Render the rows as a numbered list, starting with the line that contains "Target | student in white t-shirt" and continuing through the last of the rows. Leave out blank lines.

Start of Input records

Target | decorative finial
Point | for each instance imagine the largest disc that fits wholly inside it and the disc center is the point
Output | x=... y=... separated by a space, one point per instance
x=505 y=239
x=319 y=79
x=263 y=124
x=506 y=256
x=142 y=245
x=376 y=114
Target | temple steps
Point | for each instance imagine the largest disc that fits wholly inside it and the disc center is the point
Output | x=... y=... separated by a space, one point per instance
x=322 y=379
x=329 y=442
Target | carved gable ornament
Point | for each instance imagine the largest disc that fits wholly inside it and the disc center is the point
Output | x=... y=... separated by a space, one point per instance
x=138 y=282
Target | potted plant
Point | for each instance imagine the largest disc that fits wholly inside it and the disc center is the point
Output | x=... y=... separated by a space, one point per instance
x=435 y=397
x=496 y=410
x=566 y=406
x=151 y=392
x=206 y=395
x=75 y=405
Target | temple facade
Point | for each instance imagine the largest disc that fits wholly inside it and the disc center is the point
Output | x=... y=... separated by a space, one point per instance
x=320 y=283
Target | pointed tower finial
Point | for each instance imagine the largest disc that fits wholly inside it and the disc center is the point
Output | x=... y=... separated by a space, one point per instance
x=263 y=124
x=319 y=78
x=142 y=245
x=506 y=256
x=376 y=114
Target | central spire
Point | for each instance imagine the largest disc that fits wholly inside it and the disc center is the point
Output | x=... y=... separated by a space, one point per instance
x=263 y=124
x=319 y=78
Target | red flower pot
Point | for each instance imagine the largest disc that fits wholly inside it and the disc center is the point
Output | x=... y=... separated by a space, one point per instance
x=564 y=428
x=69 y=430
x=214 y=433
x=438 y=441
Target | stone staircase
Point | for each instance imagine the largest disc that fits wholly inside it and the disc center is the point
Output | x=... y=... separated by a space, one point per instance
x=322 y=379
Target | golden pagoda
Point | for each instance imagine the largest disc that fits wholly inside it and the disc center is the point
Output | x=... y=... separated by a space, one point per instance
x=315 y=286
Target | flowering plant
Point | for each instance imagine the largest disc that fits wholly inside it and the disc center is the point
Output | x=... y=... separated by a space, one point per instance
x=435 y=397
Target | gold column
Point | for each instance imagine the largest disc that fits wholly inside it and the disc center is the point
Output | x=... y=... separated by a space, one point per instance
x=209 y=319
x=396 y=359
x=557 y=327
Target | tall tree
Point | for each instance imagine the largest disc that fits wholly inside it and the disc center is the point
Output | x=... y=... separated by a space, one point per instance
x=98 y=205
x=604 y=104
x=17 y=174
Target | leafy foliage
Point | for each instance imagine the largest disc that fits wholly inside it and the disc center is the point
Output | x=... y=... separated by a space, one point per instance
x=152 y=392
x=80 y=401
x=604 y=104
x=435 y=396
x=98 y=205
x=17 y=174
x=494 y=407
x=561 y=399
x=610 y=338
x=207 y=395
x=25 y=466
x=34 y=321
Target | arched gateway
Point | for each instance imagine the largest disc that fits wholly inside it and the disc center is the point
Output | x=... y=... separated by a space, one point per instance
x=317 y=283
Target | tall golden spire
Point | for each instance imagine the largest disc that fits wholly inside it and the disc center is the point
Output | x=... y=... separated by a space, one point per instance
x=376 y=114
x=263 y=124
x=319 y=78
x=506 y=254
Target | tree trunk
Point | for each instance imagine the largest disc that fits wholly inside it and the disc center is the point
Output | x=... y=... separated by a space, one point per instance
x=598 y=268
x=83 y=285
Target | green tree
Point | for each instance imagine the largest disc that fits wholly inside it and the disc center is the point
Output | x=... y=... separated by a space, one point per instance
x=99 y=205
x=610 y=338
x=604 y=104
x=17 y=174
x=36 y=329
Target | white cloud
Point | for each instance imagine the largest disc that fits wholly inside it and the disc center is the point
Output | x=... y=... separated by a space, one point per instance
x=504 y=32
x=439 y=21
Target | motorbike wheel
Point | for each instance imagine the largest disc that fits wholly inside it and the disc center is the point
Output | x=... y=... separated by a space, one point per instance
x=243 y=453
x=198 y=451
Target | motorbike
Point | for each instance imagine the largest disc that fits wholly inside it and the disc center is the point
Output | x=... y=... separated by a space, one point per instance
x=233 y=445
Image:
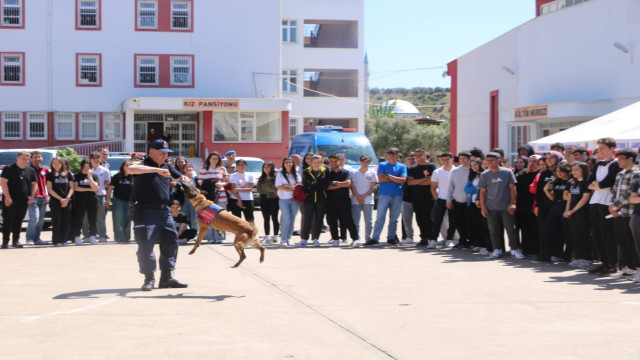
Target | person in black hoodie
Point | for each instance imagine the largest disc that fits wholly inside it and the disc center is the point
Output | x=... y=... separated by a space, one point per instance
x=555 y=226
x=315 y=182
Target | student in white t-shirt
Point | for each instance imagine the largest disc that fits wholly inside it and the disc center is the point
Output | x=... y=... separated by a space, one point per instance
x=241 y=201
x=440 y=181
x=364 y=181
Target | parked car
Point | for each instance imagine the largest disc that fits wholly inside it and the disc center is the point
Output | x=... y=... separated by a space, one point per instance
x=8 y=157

End of Input records

Solution for this task |
1. Target | student in white t-shirt
2. Point | for each instance imagine the largest disc that fits wholly inside it and the disc center is the point
3. Output | x=... y=... separated by a space, one point per instance
4. x=241 y=201
5. x=440 y=181
6. x=364 y=181
7. Target | parked car
8. Point | for each instance imagine the largest disc that fits wholly inside it and the disc center is the point
9. Output | x=... y=... separated by a space, one point per instance
10. x=8 y=157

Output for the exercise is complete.